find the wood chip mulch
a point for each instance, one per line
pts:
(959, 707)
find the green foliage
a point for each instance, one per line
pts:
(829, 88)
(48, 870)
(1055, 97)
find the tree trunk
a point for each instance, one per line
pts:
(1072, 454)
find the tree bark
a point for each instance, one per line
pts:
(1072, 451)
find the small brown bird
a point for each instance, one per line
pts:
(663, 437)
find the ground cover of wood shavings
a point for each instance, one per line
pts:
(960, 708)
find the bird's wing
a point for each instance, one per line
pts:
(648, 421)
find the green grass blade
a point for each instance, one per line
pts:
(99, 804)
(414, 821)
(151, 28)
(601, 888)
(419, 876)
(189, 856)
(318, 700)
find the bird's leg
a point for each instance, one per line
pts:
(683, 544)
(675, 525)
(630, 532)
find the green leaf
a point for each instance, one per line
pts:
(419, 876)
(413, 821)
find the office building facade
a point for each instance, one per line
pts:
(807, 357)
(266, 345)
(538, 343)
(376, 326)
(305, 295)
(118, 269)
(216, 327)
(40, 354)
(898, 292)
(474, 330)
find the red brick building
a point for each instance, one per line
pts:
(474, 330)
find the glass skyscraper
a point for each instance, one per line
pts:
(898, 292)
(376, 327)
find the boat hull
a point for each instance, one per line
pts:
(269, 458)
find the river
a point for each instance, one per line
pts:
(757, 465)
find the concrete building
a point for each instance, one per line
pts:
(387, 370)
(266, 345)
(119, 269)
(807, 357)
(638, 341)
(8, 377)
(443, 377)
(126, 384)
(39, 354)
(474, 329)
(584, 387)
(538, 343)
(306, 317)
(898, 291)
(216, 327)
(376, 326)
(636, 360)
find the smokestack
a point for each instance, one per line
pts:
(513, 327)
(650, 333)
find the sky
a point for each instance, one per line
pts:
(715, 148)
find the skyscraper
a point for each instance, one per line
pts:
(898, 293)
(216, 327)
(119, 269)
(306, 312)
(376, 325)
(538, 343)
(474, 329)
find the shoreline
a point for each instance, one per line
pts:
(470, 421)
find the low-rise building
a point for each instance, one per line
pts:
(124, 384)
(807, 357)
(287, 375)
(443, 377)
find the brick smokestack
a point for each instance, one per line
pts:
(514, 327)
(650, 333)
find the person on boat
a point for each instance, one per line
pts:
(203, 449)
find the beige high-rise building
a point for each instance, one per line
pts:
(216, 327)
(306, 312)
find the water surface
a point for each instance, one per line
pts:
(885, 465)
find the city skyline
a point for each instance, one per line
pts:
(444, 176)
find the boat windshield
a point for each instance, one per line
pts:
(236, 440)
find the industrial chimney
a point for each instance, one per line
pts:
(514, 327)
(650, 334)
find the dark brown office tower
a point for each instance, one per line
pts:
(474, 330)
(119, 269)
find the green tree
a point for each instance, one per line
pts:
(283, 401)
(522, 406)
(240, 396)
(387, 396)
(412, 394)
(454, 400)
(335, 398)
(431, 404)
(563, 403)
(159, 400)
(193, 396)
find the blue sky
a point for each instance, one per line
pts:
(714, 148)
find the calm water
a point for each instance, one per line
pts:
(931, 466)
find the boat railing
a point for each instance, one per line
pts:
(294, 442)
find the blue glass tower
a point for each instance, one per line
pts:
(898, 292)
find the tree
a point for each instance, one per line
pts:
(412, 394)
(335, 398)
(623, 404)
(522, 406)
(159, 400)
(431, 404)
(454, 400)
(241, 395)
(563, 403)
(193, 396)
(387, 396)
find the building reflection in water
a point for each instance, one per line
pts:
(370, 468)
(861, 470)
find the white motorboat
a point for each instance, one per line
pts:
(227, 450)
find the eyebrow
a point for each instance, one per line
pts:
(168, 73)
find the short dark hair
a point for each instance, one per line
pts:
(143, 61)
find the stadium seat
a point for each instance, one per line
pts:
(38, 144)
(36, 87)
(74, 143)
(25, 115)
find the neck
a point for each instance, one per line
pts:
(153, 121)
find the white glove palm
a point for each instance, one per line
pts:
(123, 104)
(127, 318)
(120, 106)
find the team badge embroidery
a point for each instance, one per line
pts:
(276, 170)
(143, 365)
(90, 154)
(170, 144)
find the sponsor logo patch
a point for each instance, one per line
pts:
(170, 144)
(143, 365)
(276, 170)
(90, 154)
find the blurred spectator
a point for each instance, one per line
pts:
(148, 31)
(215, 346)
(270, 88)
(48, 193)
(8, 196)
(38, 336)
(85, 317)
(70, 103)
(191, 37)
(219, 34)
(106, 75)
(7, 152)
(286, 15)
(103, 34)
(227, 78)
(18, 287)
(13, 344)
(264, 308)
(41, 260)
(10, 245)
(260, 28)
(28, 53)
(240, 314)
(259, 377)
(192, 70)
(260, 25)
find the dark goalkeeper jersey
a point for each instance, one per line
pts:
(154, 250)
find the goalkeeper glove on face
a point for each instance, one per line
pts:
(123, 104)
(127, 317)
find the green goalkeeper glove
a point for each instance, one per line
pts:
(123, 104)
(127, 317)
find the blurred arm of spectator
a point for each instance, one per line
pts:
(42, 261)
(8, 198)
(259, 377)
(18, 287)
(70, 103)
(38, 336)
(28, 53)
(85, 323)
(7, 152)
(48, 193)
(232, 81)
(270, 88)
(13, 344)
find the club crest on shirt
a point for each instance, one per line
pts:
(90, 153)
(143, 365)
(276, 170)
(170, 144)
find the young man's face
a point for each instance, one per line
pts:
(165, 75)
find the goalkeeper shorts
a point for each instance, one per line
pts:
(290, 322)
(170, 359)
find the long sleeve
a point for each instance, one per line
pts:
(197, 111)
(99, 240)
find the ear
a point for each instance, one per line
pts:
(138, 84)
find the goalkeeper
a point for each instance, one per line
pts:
______________________________
§ **Instructions for the task**:
Repeat only the lines from the one holding "find the dark goalkeeper jersey" through the last line of the data.

§ **Solution**:
find the dark goalkeeper jersey
a point for each instance, one per line
pts:
(154, 250)
find the goalkeeper glove on face
a point for each instance, one per line
pts:
(123, 104)
(127, 317)
find the green goalkeeper glove
a point for each instance, one per line
pts:
(123, 104)
(127, 317)
find the blurred arm of spectator
a point for each instance, one per line
pts:
(42, 261)
(8, 198)
(259, 377)
(18, 287)
(70, 103)
(38, 336)
(28, 53)
(85, 323)
(7, 152)
(48, 193)
(232, 81)
(270, 88)
(13, 344)
find the club crest on shirt
a point for each instance, one per line
pts:
(90, 153)
(143, 365)
(276, 170)
(170, 144)
find the young man's face
a point for each instance, one per line
pts:
(165, 75)
find the goalkeeper shorts
a point for each instance, one per line
pts:
(290, 322)
(170, 359)
find the long sleeve
a point for each instance, one per line
pts:
(197, 111)
(99, 240)
find the ear
a point for each instance, one per line
pts:
(138, 84)
find the goalkeeper
a point for each instance, one per line
pts:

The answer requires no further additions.